Lucio Villari. Lo storico è deluso: testo culturalmente datato.
L’uomo può avere speranza anche senza cercare Dio, cercando valori semplicemente
umani
«La Ragione ha insegnato alla Chiesa il valore della libertà»
«In questa enciclica non avverto il soffio della grande novità, mi pare un testo
culturalmente datato. Non colgo la grande speranza che ha contraddistinto la
«Rerum Novarum» di Leone XIII, la «Pacem in Terris» di Giovanni XXIII e la «Populorum
Progressio» di Paolo VI». Lucio Villari, professore di Storia contemporanea
all’Università di Roma, commenta a caldo la seconda enciclica di Papa Benedetto
XVI. «C’è la cristallizzazione di un rifiuto per alcuni passaggi cruciali nella
lotta dell’uomo per la conquista della libertà di pensiero, delle libertà
politiche e civili: l’illuminismo, la rivoluzione francese, il liberalismo e
anche il socialismo solidaristico. Accanto a riflessioni condivisibili sui
rischi del mondo moderno, mi pare che ci sia un tentativo di chiusura verso
alcuni temi portanti del Concilio: a partire dall’ apertura a un cristianesimo
più duttile negli aspetti normativi, e più capace di scendere nell’essenza del
rapporto degli uomini fra loro, di rappresentare un messaggio di socialità».
Partiamo dall’illuminismo. Il Papa scrive che l’Europa illuminista ha guardato
«affascinata» alla rivoluzione francese, poi di fronte ai suoi sviluppi «ha
dovuto riflettere in modo nuovo su ragione e libertà».
«È probabile che questa Europa illuminista sia servita anche alla Chiesa per
riflettere sul rapporto tra ragione e libertà, facendole scoprire l’importanza
di questi valori che aveva per secoli negato. Dalla Controriforma fino alla
rivoluzione francese la Chiesa ha negato il valore della libertà dell’uomo. Se
dunque il Papa può giustamente rivendicare il valore della speranza, non può
negare che nel mondo moderno nato dalla rivoluzione francese questa speranza
trovò legittimità etica e culturale proprio nella libertà illuministica. Basti
pensare all’opera di Kant e alla sua esaltazione dell’autonomia e della moralità
dell’uomo, fondate sulla ragione e sulla libertà».
Benedetto XVI. Scrive che «un regno dell’uomo solo, realizzato senza Dio, si
risolve inevitabilmente nella “fine perversa” di tutte le cose descritta da Kant».

━━━━━━━━

Nel brano sull'enciclica di Benedetto XVI, quale materia insegna Lucio Villari e in quale università? L'elenco proviene da una fonte diversa dal brano.

[Voci tratte da un insieme di annotazioni a punti]
━━━━━━━━

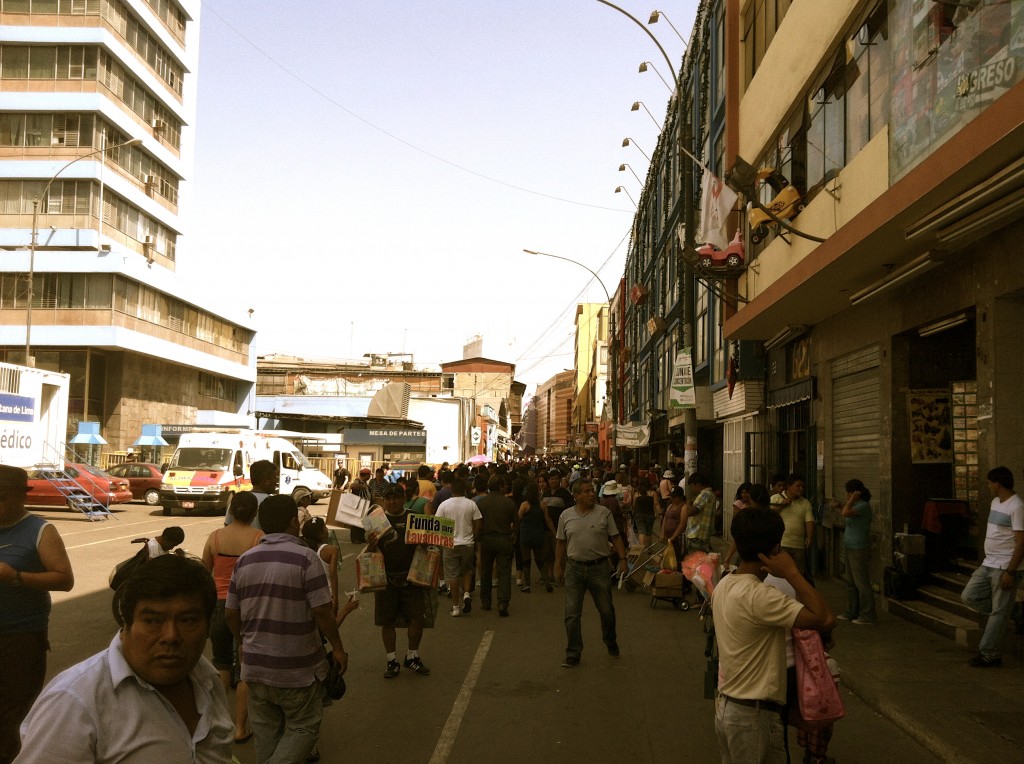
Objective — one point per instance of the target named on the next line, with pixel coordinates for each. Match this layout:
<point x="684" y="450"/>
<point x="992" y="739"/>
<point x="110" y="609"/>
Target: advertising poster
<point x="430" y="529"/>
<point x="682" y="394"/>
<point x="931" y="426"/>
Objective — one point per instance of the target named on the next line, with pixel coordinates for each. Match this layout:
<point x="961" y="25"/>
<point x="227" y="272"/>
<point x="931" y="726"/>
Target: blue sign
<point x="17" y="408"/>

━━━━━━━━

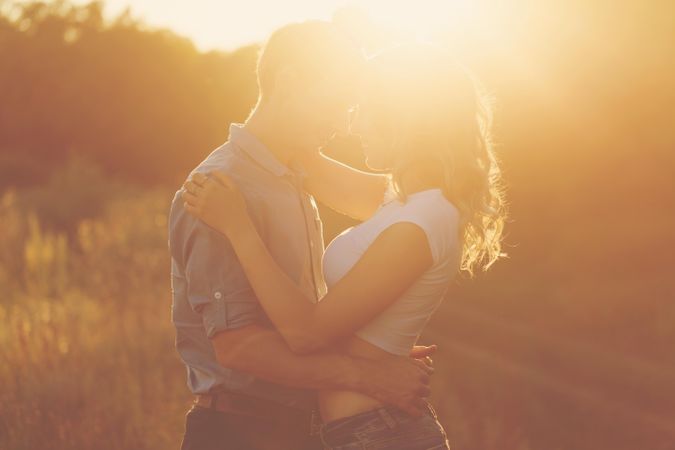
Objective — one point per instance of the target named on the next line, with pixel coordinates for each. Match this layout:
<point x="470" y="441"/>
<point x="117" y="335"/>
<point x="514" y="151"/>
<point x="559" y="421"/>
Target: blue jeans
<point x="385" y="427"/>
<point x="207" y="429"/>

━━━━━━━━

## RISPOSTA ALL'ESERCIZIO
Storia contemporanea, all'Università di Roma.